Your goal: Show every line of the material that contains the word "gray", copying each such line in full. Case counts.

Data to use:
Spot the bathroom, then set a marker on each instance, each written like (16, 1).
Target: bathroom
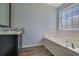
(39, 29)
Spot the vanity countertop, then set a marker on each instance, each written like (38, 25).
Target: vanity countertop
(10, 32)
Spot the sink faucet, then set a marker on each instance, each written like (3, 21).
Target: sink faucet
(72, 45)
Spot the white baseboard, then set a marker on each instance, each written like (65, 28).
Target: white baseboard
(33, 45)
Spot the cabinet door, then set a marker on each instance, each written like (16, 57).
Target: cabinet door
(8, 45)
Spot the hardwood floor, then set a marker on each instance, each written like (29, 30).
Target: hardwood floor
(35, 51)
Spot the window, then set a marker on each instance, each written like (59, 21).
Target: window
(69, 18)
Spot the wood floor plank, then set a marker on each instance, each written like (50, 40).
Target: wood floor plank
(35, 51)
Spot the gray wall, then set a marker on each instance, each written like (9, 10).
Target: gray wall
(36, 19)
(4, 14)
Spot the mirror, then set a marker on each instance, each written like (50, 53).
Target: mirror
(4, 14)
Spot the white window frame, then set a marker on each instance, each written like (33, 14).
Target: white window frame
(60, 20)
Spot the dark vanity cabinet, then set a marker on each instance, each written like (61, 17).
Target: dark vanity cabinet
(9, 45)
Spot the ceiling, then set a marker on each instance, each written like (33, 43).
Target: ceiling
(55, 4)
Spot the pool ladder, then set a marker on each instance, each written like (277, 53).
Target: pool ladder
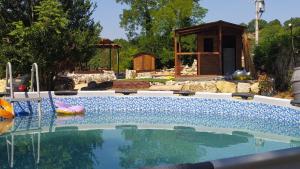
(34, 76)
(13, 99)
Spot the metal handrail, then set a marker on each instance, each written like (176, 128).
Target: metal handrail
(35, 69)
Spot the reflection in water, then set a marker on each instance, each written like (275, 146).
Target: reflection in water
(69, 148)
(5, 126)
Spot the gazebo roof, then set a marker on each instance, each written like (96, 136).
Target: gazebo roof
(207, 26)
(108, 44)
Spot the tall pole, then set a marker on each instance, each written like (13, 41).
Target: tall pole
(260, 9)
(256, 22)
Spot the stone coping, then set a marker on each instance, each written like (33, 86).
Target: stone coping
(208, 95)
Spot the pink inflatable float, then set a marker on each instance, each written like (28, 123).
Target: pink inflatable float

---

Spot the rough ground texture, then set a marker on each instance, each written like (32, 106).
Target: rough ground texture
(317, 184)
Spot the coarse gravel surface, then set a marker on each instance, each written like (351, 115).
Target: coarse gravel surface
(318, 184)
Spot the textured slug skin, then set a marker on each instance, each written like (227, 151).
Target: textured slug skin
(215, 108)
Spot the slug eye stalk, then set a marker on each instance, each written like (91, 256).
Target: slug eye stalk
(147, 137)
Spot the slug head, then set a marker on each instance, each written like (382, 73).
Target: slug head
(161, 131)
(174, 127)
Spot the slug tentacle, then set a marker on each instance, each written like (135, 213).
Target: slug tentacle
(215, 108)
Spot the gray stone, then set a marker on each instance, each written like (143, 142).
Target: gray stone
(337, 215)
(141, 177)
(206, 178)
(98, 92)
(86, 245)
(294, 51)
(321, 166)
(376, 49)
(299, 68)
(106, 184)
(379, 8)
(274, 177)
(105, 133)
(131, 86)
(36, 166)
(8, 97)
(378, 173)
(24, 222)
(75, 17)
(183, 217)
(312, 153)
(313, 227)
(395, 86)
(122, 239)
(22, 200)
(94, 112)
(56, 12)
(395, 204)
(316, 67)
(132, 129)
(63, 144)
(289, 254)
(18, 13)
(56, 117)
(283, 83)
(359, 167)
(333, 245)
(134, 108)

==

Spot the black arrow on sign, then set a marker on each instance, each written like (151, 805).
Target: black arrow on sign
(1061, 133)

Task response:
Spot the gray wall, then set a marker on each instance, each written like (9, 10).
Target: gray wall
Spot the gray stone, then set a marker on each instance, each written like (143, 142).
Target: gray stone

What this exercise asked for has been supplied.